Opdrachten:
• a. Citeer uit het tekstfragment het stuk dat begint met "veroordeelt Eigen Haard" en doorloopt tot en met "gemachtigde van [gedaagde] .".
• b. Noem alle puntnummers in het tekstfragment die bestaan uit een hoofdstuknummer, een punt en een volgnummer.

Bij het afwegen van de belangen betrekt de kantonrechter verder nog dat [gedaagde] al ruim 15 jaar in het gehuurde woont en zich niet eerder incidenten voor hebben gedaan. De kantonrechter ziet het gedrag en handelen van [gedaagde] dan ook als een eenmalig incident en gaat ervan uit dat hij inmiddels inziet wat de ingrijpende gevolgen voor zijn woonsituatie kunnen zijn als hij nogmaals de fout in zou gaan.
4.10.
Alle belangen tegen elkaar afwegende acht de kantonrechter het onvoldoende aannemelijk dat in een eventueel op deze procedure volgende bodemprocedure zal worden geoordeeld dat het belang van Eigen Haard bij ontbinding prevaleert boven het belang van [gedaagde] . De daarop vooruitlopende ontruiming van het gehuurde wordt dan ook afgewezen
4.11.
De proceskosten komen voor rekening van Eigen Haard, omdat zij ongelijk krijgt.

5.De beslissing

De kantonrechter:
5.1.
wijst de vordering af;
5.2.
veroordeelt Eigen Haard tot betaling van de proceskosten, die tot en met vandaag voor [gedaagde] worden vastgesteld op een bedrag van € 529,00 aan salaris van de gemachtigde van [gedaagde] .
Dit vonnis is gewezen door mr. P.J. Jansen en op bovengenoemde datum in het openbaar uitgesproken in aanwezigheid van de griffier.

Getoonde gegevens:
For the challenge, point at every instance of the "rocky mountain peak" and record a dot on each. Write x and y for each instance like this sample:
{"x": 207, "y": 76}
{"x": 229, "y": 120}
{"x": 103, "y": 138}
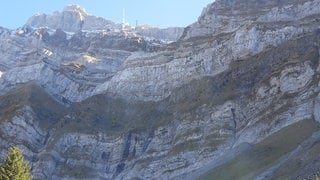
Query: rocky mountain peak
{"x": 76, "y": 8}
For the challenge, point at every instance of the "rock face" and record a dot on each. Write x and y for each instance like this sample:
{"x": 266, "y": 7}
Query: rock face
{"x": 113, "y": 104}
{"x": 73, "y": 18}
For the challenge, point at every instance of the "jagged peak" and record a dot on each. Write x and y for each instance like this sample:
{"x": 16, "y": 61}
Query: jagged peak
{"x": 76, "y": 8}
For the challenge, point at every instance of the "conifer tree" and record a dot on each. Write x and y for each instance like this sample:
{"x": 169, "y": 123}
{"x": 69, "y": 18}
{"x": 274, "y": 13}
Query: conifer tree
{"x": 14, "y": 166}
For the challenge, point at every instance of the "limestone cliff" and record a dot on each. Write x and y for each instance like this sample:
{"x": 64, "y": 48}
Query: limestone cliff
{"x": 240, "y": 85}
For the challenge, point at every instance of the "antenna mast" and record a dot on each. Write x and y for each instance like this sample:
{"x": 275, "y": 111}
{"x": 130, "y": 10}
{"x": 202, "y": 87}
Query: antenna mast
{"x": 123, "y": 16}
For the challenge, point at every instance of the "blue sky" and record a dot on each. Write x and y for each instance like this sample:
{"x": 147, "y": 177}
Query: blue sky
{"x": 159, "y": 13}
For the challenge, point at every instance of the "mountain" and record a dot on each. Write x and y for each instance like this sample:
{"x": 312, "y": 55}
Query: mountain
{"x": 235, "y": 97}
{"x": 73, "y": 18}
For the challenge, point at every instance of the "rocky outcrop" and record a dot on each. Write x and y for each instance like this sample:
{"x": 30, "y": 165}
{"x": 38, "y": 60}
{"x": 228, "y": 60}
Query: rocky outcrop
{"x": 73, "y": 18}
{"x": 244, "y": 73}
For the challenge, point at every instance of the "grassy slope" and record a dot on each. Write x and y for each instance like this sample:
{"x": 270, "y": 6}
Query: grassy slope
{"x": 266, "y": 153}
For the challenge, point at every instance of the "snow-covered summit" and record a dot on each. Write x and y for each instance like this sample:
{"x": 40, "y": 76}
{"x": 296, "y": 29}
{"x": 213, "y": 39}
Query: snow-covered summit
{"x": 73, "y": 18}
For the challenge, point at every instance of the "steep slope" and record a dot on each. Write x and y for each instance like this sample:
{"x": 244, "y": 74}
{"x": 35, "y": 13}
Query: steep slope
{"x": 239, "y": 80}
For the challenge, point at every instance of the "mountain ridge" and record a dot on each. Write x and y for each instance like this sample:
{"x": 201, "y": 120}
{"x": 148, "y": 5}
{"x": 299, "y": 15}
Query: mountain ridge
{"x": 131, "y": 108}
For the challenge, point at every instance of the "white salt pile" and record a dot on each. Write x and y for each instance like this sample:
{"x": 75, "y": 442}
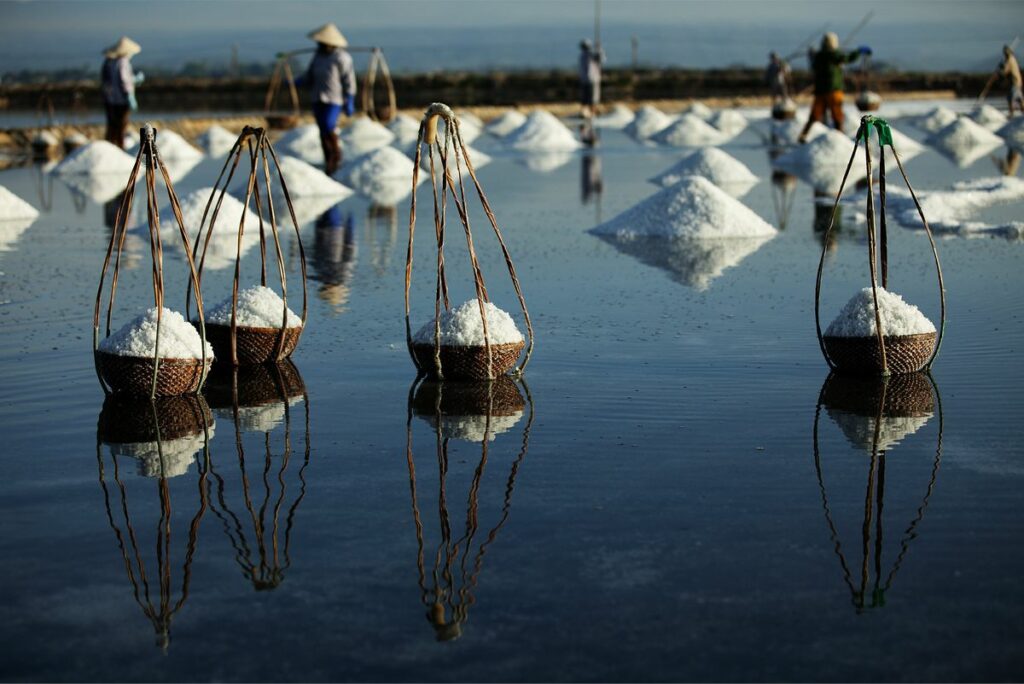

Uitgewerkte opdrachten:
• a.
veroordeelt Eigen Haard tot betaling van de proceskosten, die tot en met vandaag voor [gedaagde] worden vastgesteld op een bedrag van € 529,00 aan salaris van de gemachtigde van [gedaagde] .

• b.
4.10.
4.11.
5.1.
5.2.